**TASK GOAL**. Where the string "trunk" appears in a line of the data, show that line.

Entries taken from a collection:
= = = =

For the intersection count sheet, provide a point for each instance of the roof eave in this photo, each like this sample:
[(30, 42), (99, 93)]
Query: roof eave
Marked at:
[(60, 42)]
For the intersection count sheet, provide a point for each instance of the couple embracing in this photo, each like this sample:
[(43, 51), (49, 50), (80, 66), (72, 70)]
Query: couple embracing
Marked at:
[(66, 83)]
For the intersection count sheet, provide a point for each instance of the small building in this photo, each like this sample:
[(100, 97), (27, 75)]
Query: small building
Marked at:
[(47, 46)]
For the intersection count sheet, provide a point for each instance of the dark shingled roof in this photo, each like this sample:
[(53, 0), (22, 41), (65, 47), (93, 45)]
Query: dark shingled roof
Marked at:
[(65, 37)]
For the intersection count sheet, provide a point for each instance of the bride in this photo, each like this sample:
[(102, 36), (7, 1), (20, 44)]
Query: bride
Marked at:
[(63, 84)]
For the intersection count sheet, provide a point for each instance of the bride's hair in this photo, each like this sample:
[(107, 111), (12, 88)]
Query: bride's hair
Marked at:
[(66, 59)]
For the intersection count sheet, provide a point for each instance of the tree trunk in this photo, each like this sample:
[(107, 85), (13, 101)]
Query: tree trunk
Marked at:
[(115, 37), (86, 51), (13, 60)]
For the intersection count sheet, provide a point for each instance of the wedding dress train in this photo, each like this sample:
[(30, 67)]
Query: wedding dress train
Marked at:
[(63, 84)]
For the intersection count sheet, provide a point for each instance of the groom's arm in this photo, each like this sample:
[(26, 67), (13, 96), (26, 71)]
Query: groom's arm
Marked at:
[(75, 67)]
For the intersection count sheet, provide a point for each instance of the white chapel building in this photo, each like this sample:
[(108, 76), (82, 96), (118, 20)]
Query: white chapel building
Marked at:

= = = =

**RESULT**.
For the intersection count sheet, provide a point for each instance of the tree trunk in this photo, each like this sample:
Query: tree trunk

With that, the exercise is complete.